++++ SUPPLIED RECORDS ++++

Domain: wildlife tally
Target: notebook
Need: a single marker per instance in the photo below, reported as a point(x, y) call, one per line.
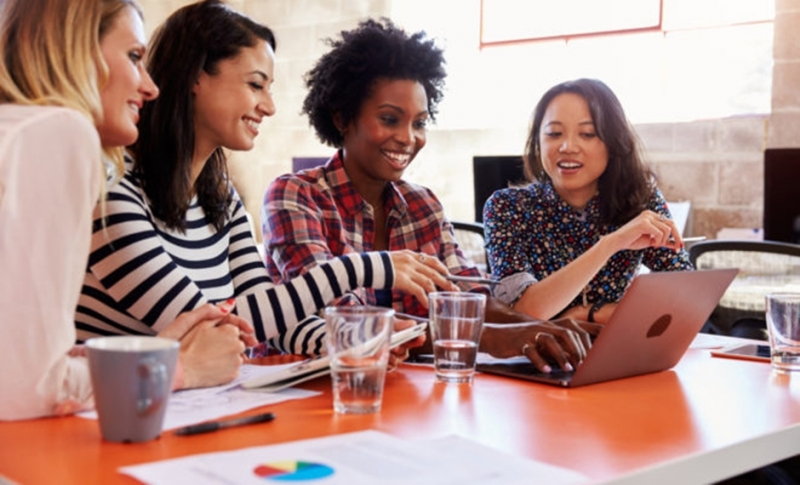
point(654, 324)
point(318, 366)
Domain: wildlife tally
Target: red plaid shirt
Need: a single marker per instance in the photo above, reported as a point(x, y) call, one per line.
point(315, 215)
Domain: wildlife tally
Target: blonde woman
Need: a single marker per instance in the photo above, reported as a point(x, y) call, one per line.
point(71, 85)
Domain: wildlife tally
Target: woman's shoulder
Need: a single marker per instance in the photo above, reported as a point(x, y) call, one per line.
point(52, 124)
point(525, 195)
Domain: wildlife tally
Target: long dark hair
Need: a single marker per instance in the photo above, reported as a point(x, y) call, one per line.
point(627, 185)
point(343, 78)
point(193, 39)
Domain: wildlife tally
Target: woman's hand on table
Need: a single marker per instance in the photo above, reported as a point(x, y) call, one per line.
point(419, 274)
point(212, 344)
point(648, 229)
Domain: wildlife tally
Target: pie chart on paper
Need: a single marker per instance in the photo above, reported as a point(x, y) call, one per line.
point(292, 471)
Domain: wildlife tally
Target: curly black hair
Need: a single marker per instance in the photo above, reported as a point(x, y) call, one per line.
point(343, 78)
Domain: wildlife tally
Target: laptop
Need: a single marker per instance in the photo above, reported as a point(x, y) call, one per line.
point(654, 324)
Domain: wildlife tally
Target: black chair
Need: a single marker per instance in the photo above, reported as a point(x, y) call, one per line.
point(471, 241)
point(490, 173)
point(764, 266)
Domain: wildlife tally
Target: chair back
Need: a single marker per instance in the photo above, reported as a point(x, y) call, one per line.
point(470, 238)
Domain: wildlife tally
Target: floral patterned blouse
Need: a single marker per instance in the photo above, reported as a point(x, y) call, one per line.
point(531, 232)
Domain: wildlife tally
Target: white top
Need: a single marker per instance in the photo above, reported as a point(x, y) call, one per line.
point(50, 174)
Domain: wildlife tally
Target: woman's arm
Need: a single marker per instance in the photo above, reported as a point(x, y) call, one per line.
point(548, 297)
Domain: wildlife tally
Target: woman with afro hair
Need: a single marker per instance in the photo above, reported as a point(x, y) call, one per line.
point(371, 98)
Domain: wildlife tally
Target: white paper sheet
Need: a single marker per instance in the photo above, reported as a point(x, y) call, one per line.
point(366, 457)
point(197, 405)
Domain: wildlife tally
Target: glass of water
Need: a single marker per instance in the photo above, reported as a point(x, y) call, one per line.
point(456, 322)
point(358, 346)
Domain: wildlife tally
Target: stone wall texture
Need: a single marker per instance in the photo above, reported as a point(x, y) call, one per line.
point(716, 164)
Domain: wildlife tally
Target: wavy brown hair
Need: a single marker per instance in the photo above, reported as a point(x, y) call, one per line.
point(192, 40)
point(627, 185)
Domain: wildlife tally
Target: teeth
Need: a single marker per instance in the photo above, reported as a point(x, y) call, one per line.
point(399, 158)
point(252, 124)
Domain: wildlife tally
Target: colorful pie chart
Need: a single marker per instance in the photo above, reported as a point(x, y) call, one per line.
point(292, 471)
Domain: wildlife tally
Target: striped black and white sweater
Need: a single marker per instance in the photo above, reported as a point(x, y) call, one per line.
point(141, 275)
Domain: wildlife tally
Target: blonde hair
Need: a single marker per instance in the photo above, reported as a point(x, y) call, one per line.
point(50, 55)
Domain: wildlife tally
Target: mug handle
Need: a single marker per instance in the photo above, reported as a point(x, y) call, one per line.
point(153, 375)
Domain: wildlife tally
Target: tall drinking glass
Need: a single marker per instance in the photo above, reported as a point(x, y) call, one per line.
point(456, 323)
point(783, 325)
point(358, 345)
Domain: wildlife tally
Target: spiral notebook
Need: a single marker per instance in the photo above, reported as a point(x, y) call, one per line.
point(318, 366)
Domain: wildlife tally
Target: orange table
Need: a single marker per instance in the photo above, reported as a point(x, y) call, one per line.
point(705, 420)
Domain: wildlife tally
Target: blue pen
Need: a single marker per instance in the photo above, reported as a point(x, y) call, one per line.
point(230, 423)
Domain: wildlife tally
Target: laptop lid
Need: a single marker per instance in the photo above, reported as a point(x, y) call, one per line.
point(653, 325)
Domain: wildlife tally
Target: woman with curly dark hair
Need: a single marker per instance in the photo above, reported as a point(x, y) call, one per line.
point(571, 242)
point(175, 233)
point(371, 97)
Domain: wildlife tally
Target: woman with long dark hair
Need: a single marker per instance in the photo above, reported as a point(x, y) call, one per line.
point(569, 243)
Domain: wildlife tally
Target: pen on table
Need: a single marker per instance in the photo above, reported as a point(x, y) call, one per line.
point(230, 423)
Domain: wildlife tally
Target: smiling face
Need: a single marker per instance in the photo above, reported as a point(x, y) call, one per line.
point(231, 103)
point(128, 85)
point(389, 131)
point(572, 154)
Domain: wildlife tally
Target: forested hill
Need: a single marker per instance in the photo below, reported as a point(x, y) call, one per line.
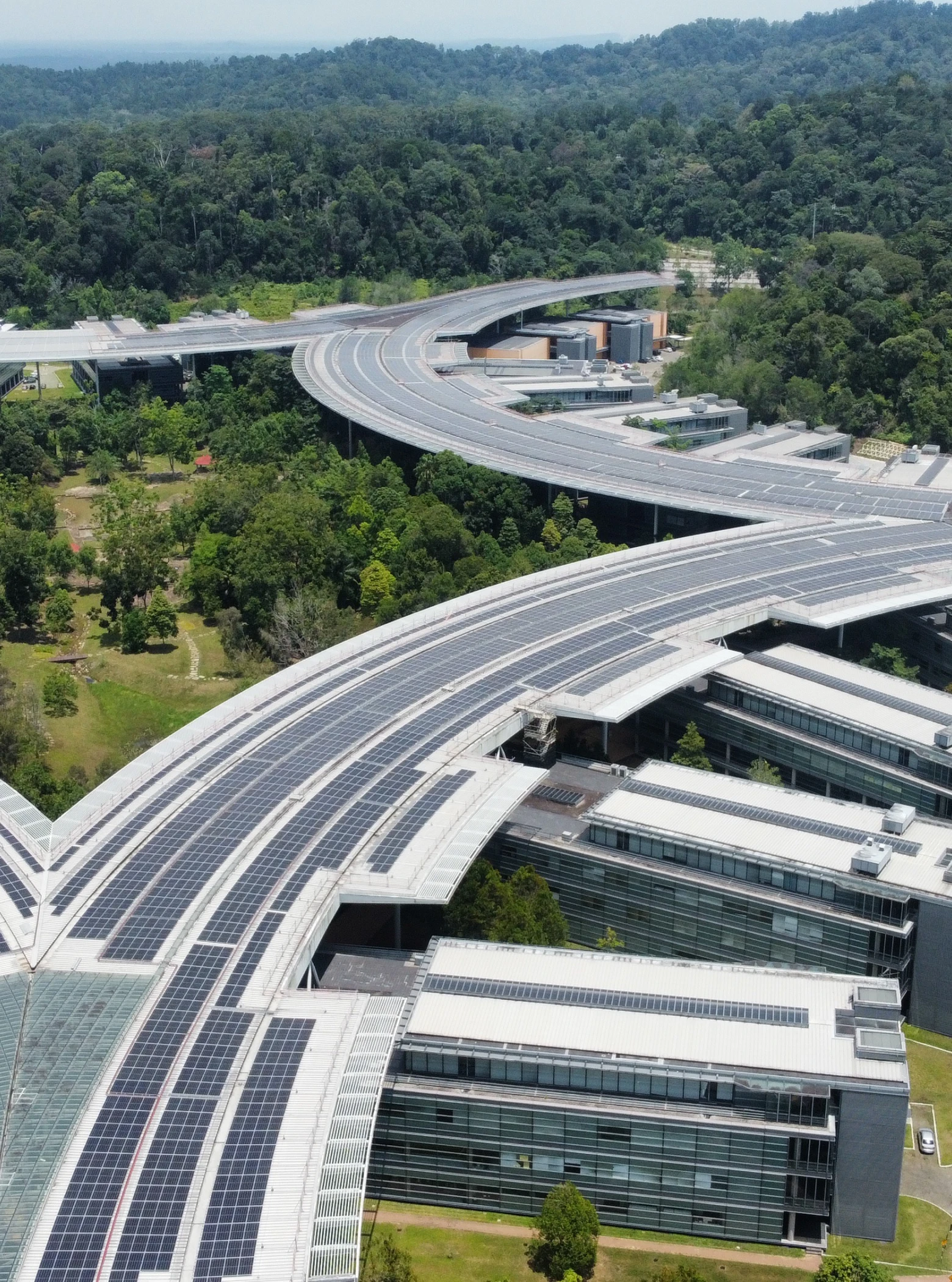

++++

WHAT TO DO: The lines from the start of the data through the line that contains "Target: chair back" are to be returned exactly, please, with both ends included and every picture left out.

WRITTEN SOLUTION:
Domain: wildlife tally
Target: notebook
Need: a single marker per instance in the photo below, reported as a point(x, y) call, one per line.
point(654, 324)
point(318, 366)
Domain: wildlife tally
Target: red plaid shirt
Need: a single marker per instance in the photo above, reported as a point(x, y) call, one per line.
point(315, 215)
Domain: wildlife tally
Target: blonde woman
Need: a single marker per instance in the photo above, reported as a point(x, y) call, one per line.
point(71, 85)
Domain: wildlife tally
Target: woman's shoulder
Need: a single marker per instance in the photo above, reported as a point(x, y) call, one per line.
point(52, 124)
point(525, 195)
Domain: wildlife tally
Target: long dark hair
Need: a single marker per instance in the photo above, reported as a point(x, y) call, one per line.
point(627, 185)
point(343, 78)
point(193, 39)
Domain: wildlife tally
Target: woman's hand on table
Need: a single marker per instance in the photo above, reported as a point(x, y) call, one per line.
point(419, 274)
point(212, 344)
point(648, 229)
Domain: wildlife tally
Target: pie chart on paper
Need: a single marker per instance in the photo above, reported as a point(x, y) call, one per line.
point(292, 471)
Domain: wildlife tally
Target: curly black hair
Need: a single marker per instance in the photo above, reported as a point(x, y) call, one per line.
point(343, 78)
Domain: wildlife tally
Target: laptop
Need: a single marker per instance in the photo above, reported as a point(x, y) call, one per line.
point(654, 324)
Domain: wildlife tally
Target: black chair
Need: a single marker per instance in the photo above, reported as a point(x, y) call, one per line.
point(471, 241)
point(490, 173)
point(764, 266)
Domain: wildlife tally
Target: chair back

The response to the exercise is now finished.